→ AIM:
List each line of the records below that contains the string "stone", treating uppercase and lowercase letters as different.

→ DATA FOR THIS EXERCISE:
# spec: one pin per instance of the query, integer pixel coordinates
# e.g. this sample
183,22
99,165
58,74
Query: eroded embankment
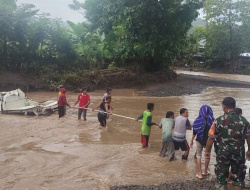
187,185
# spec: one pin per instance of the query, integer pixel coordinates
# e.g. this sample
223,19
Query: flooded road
52,153
244,78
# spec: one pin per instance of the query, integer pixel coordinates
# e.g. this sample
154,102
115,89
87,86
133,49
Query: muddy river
52,153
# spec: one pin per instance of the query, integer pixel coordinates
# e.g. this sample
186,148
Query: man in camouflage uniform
230,132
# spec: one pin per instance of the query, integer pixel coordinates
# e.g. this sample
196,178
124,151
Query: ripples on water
95,155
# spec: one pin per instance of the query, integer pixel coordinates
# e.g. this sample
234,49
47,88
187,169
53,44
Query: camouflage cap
229,102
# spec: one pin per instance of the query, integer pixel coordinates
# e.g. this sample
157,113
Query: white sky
56,9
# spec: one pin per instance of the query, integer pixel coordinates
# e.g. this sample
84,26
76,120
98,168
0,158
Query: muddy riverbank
191,84
61,154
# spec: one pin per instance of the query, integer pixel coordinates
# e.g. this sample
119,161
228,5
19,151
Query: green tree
225,21
151,32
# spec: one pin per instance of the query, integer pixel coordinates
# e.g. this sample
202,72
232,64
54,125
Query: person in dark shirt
104,111
201,128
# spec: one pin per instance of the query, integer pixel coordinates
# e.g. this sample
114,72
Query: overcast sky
56,8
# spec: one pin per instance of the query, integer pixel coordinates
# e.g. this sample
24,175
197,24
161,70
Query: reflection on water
70,153
244,78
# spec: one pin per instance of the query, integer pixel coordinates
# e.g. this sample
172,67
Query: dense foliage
227,31
124,33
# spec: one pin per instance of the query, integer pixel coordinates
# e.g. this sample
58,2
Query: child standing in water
146,124
167,125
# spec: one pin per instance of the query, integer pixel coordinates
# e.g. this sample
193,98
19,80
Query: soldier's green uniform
230,131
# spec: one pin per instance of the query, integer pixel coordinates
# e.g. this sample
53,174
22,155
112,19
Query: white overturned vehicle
16,102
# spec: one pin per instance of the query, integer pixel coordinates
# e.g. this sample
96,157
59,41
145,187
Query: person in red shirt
62,102
84,100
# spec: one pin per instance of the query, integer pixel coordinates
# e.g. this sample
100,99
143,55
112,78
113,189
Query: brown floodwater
52,153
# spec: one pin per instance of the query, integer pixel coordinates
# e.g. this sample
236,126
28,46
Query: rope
109,113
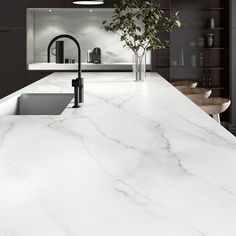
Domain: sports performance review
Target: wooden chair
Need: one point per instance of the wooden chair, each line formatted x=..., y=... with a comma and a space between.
x=196, y=93
x=213, y=106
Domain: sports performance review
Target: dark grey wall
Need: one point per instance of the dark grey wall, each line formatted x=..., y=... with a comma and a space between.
x=233, y=61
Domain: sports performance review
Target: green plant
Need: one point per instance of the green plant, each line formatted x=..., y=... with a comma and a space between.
x=138, y=23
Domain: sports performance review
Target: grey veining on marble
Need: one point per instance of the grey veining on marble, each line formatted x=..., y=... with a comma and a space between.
x=137, y=159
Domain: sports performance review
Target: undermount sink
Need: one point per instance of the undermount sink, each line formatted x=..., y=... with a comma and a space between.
x=36, y=104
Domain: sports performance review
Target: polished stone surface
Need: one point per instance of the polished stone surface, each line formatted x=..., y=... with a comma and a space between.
x=137, y=159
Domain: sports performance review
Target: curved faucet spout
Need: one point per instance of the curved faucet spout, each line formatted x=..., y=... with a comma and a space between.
x=75, y=41
x=78, y=83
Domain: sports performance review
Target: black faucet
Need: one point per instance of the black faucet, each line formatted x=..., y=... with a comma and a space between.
x=78, y=83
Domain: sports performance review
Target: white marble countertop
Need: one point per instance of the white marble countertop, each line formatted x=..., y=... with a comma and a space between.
x=137, y=159
x=85, y=66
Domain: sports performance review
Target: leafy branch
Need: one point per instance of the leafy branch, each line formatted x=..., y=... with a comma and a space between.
x=138, y=23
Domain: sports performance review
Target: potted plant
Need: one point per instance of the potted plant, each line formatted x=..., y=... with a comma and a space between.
x=138, y=23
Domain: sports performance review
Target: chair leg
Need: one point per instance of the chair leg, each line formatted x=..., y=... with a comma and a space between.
x=217, y=117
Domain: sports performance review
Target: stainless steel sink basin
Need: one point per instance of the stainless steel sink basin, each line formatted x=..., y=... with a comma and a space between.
x=36, y=104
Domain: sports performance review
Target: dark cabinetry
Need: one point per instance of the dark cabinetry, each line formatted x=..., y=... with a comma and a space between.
x=12, y=14
x=12, y=60
x=46, y=3
x=107, y=4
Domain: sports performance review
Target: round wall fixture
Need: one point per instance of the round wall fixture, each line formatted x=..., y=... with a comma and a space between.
x=89, y=2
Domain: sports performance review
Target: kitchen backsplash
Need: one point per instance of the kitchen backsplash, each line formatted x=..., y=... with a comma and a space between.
x=85, y=25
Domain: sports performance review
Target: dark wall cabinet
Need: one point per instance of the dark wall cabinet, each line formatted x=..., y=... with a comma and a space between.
x=107, y=4
x=12, y=14
x=12, y=60
x=65, y=4
x=47, y=3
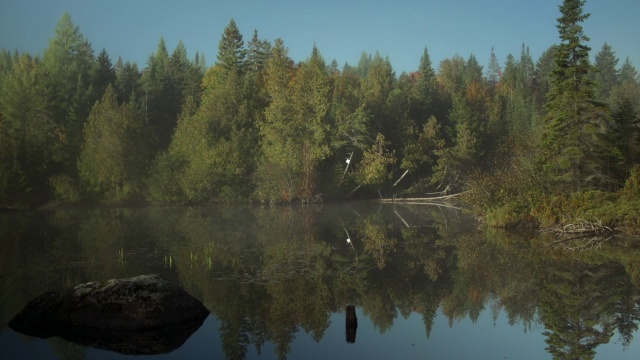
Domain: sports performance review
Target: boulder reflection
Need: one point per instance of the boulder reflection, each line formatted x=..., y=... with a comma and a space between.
x=269, y=273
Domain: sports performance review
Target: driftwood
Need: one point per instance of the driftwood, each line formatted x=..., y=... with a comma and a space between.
x=351, y=324
x=580, y=235
x=440, y=199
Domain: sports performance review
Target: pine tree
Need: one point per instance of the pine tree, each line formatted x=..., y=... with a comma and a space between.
x=606, y=72
x=577, y=149
x=493, y=70
x=231, y=51
x=68, y=60
x=113, y=159
x=103, y=74
x=258, y=52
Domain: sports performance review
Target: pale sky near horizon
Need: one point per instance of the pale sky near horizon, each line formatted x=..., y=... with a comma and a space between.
x=341, y=30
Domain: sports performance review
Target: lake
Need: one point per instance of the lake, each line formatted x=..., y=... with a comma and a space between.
x=423, y=281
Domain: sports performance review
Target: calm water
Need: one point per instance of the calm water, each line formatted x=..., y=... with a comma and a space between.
x=425, y=283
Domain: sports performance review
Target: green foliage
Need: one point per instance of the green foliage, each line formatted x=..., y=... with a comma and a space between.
x=113, y=161
x=374, y=169
x=257, y=125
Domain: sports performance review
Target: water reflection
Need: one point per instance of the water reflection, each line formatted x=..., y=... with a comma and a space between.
x=267, y=274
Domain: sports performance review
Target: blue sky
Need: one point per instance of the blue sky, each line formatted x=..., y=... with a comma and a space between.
x=342, y=30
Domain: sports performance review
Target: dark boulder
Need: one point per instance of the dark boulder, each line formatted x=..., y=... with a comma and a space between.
x=140, y=315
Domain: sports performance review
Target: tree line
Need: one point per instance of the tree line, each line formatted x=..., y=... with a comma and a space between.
x=74, y=127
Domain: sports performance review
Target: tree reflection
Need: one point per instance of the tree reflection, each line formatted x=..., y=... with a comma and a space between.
x=269, y=273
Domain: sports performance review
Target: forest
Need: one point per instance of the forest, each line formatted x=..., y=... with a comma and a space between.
x=522, y=140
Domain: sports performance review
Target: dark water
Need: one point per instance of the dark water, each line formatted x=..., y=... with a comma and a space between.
x=424, y=282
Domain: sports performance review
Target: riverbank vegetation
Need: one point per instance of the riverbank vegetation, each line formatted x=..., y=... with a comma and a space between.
x=527, y=142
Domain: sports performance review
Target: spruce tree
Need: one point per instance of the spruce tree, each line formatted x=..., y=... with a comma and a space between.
x=577, y=149
x=231, y=51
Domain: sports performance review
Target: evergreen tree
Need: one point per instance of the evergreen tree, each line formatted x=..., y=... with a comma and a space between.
x=127, y=82
x=28, y=133
x=493, y=70
x=258, y=52
x=577, y=150
x=543, y=75
x=424, y=95
x=113, y=159
x=451, y=75
x=606, y=72
x=231, y=50
x=68, y=60
x=103, y=74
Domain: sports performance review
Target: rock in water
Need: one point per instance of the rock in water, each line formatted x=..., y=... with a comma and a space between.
x=140, y=315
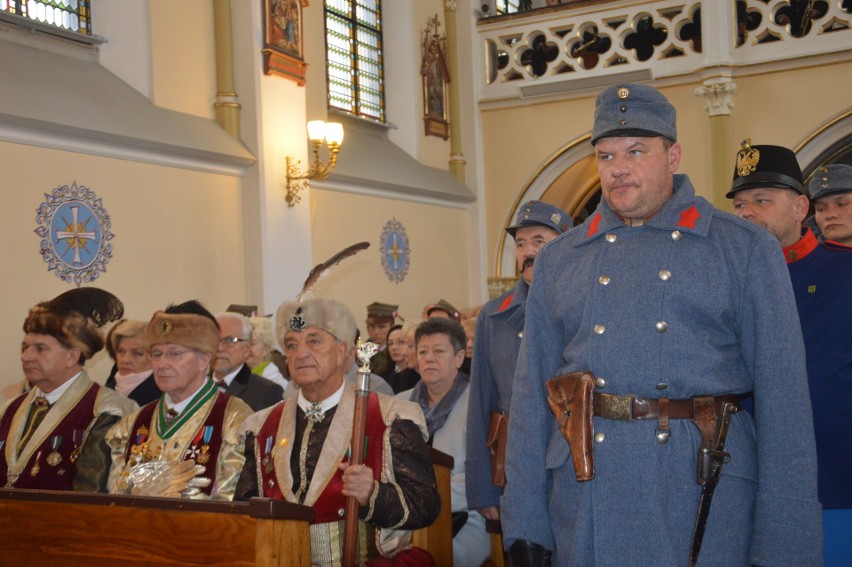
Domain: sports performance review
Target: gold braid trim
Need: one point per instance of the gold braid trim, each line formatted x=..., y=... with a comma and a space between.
x=373, y=497
x=303, y=458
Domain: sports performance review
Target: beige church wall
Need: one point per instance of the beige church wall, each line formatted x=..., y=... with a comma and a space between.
x=434, y=151
x=785, y=108
x=178, y=236
x=439, y=258
x=183, y=56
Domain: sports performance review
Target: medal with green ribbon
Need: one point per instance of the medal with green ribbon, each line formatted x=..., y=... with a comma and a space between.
x=164, y=430
x=54, y=458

→ WRITTEN REPLY:
Target: polished stone surface
Need: one point per instance of the polished stone surface, each line formatted x=..., y=... with a comma and a space between.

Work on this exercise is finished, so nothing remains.